[AIM OF THE TASK]
Produce an exact copy of all the records.

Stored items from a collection
——
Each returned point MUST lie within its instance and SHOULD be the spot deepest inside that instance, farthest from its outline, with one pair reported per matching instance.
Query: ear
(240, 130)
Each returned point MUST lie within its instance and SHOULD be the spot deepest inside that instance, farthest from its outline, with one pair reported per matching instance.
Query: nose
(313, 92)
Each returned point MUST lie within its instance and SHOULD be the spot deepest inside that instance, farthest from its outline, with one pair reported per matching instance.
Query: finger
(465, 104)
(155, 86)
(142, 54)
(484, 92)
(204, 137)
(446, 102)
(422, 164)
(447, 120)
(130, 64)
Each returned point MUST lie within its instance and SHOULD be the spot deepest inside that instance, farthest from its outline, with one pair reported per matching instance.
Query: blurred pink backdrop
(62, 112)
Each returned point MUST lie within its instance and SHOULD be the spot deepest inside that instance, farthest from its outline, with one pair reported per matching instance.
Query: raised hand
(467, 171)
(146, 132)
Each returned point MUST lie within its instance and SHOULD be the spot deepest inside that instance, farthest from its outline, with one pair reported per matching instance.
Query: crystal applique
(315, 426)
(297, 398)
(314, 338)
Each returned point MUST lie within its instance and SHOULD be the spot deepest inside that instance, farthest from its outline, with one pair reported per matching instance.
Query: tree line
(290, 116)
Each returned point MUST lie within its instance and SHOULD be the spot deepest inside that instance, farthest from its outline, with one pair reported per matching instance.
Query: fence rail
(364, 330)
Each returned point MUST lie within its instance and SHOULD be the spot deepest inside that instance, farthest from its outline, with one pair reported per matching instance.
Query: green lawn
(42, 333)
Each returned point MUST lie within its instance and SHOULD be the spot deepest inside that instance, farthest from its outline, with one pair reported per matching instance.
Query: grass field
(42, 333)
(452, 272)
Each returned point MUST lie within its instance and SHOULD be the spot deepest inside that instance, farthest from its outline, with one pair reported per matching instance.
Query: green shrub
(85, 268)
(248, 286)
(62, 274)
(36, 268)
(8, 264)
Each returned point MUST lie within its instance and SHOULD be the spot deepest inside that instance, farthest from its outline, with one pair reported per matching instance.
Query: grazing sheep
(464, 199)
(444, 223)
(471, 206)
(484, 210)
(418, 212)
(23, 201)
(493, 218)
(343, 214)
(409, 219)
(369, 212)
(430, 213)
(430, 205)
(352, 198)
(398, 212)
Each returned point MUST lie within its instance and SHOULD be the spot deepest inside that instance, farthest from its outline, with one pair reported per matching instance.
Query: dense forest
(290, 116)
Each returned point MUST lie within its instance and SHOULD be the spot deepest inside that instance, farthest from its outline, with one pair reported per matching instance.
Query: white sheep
——
[EXPECTED ANSWER]
Each returned point MUST lie within its instance and SHOULD be the spot deepest inside that instance, farthest from its outline, with one pair reported per matching instance.
Query: ear
(240, 130)
Each returned point MUST lie within its instance and SHOULD be the spot deepest inside that instance, farthest from its outline, with one pair reported per matching instance.
Query: nose
(313, 92)
Each returned point MUST lie within its instance and SHOULD be the spot deepest inside that instance, farthest from its outline, with one pair reported per matching instance.
Query: finger
(465, 104)
(155, 86)
(142, 54)
(484, 92)
(204, 137)
(446, 102)
(422, 164)
(447, 120)
(130, 64)
Each returned point MUST lie within its instance and SHOULD be the spot deepest inside that instance, farthest from its outline, with one pair reported per matching instance.
Query: blurred pink backdrop
(62, 112)
Each returned point MUST lie within its instance and SHOULD be the spot deepest inside that instance, farthest from its outline, with one pair reported per matching instance.
Query: raised hand
(467, 171)
(146, 132)
Each returned point MUST lie within its instance and SHOULD be the spot deepest inside that instance, farthest from its outline, with one pair reported per matching instance.
Query: crystal applique
(315, 426)
(297, 398)
(314, 338)
Each returned point MUST lie within its instance and SHOULD be the spot deepest inside that instance, farthest from its outline, with one pair reported per matching instance.
Query: tree line
(290, 116)
Each returned point MUST lie within its instance and SHOULD be the spot deepest inside that instance, farthest from its outline, with one pair reported per matching instance.
Query: fence rail
(364, 330)
Each returned point MUST lie within its instance and SHOULD be the spot deepest inside that instance, farthest from its outline, with one pair reported per matching instance.
Query: green lawn
(42, 333)
Each returned point MUST lie within its instance and SHOULD be the spot deepest inside that instance, farthest from its outline, with one pair reported per matching instance.
Query: grass field
(42, 333)
(452, 272)
Each returned point MUST lie within its instance and SHOULD be the spot deepest inside that instance, farthest from its outline, with one pair reported per matching instance.
Query: green shrub
(85, 268)
(248, 286)
(62, 274)
(36, 268)
(8, 264)
Each returned point MUST lie within its instance and SHOULD be the spot deepest inside that instance, farthest from its outline, with one pair reported per matching instance.
Query: grazing sheep
(464, 199)
(444, 223)
(471, 206)
(484, 210)
(418, 212)
(23, 201)
(493, 218)
(343, 214)
(409, 219)
(369, 212)
(430, 213)
(430, 205)
(352, 198)
(398, 212)
Each returned point MUST lie within its instance and SHOULD be the spot deepest inside that instance, farthest from its outline, with one pair reported per matching instance.
Query: dense forest
(290, 116)
Each returned point MUST lie within its instance and SHOULD be the spot deepest inside that instance, farthest from its outline, with one pair reported per matching instance.
Query: white sheep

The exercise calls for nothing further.